Dados fornecidos
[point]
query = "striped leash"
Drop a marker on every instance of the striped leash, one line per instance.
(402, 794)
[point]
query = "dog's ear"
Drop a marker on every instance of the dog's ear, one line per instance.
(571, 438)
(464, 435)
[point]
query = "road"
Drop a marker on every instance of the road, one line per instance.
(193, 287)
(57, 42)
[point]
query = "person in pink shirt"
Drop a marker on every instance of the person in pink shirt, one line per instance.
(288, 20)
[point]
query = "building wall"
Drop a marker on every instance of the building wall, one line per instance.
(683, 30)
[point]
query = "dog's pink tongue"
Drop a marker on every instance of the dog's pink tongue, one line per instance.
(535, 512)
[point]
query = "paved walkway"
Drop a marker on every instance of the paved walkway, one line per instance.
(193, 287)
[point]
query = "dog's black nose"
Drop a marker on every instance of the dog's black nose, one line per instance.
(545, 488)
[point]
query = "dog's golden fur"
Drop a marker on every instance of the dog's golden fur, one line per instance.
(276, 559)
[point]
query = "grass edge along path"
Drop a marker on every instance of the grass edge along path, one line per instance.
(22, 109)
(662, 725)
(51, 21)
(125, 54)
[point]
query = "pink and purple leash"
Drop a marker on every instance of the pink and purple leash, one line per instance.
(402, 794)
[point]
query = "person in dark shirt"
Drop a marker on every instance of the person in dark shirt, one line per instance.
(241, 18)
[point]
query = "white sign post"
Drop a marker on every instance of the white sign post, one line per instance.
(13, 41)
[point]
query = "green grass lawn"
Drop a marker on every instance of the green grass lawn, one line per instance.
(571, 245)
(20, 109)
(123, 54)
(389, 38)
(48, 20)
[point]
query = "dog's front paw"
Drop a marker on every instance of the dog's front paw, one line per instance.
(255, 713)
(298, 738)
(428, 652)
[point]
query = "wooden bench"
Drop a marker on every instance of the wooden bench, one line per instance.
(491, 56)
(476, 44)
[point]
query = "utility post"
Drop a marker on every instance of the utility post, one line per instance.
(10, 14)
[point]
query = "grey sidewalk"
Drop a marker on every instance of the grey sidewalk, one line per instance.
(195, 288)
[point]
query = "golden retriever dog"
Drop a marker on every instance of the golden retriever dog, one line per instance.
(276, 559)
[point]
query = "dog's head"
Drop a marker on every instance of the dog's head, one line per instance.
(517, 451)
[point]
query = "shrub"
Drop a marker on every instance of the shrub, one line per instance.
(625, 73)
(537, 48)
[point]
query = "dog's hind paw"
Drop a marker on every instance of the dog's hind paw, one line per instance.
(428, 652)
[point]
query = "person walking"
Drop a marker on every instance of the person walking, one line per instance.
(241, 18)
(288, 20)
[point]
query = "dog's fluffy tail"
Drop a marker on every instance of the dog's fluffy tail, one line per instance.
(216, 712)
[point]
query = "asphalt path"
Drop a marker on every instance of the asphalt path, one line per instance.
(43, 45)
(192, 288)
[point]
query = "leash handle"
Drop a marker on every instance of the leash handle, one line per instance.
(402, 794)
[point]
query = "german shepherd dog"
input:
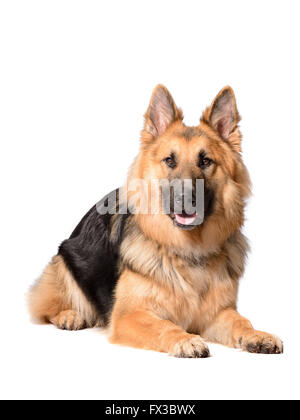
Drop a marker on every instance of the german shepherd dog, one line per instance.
(157, 280)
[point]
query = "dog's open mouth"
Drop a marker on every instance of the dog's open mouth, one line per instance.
(185, 219)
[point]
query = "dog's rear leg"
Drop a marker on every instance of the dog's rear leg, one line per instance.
(57, 299)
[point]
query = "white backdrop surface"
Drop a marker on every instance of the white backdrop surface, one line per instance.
(75, 80)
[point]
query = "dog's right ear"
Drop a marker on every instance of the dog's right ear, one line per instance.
(161, 113)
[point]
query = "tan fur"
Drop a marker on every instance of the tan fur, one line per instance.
(56, 298)
(176, 288)
(181, 287)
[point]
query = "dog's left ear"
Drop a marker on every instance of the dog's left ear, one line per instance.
(223, 115)
(161, 113)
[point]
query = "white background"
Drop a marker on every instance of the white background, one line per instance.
(75, 80)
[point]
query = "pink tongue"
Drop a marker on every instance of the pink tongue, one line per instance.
(185, 220)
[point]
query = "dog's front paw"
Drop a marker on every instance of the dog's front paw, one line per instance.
(259, 342)
(190, 347)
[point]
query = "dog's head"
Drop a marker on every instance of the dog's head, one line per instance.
(209, 152)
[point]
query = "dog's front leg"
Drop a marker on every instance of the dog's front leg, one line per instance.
(231, 329)
(135, 321)
(142, 329)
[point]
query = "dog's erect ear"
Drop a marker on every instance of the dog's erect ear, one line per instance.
(223, 115)
(161, 113)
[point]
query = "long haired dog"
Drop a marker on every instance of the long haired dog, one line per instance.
(158, 280)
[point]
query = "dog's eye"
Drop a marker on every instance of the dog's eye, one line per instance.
(205, 162)
(170, 161)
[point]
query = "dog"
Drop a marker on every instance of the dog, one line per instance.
(157, 280)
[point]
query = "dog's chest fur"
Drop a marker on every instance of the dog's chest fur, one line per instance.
(185, 288)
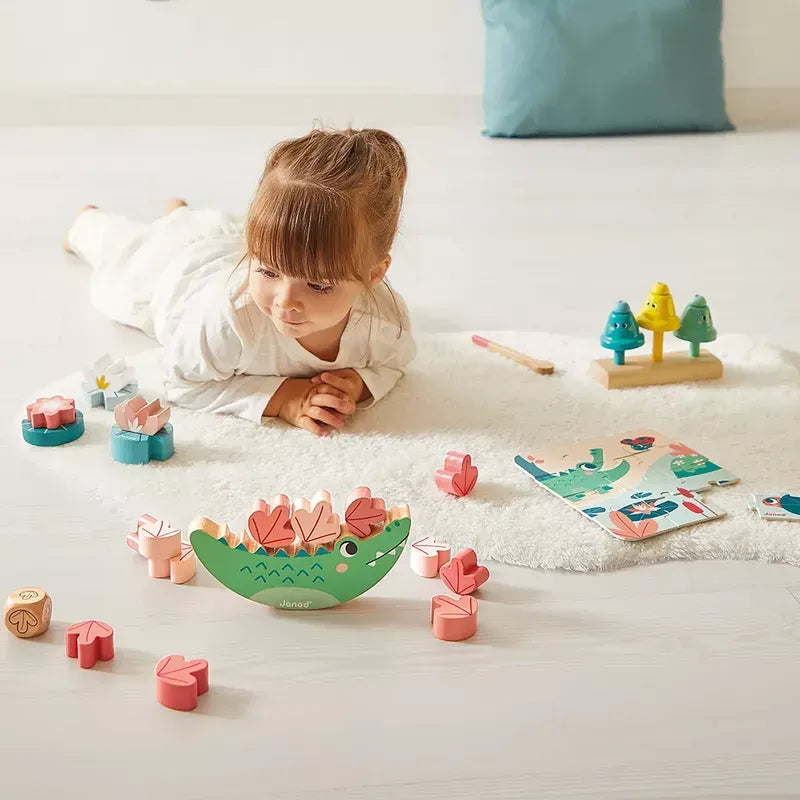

Exercício proposto
Selecione e copie todas as linhas da listagem acima que contêm a palavra "white". Diferencie maiúsculas de minúsculas.

Resposta do exercício
query = "white sign post"
Drop a marker on every instance of the white sign post, one line per instance.
query = "white backdrop surface"
Drop a marker on every instance of the white backdrop surface, one line per instance.
query = "white background"
Drop a marker on every instance of the white background, one line per instance.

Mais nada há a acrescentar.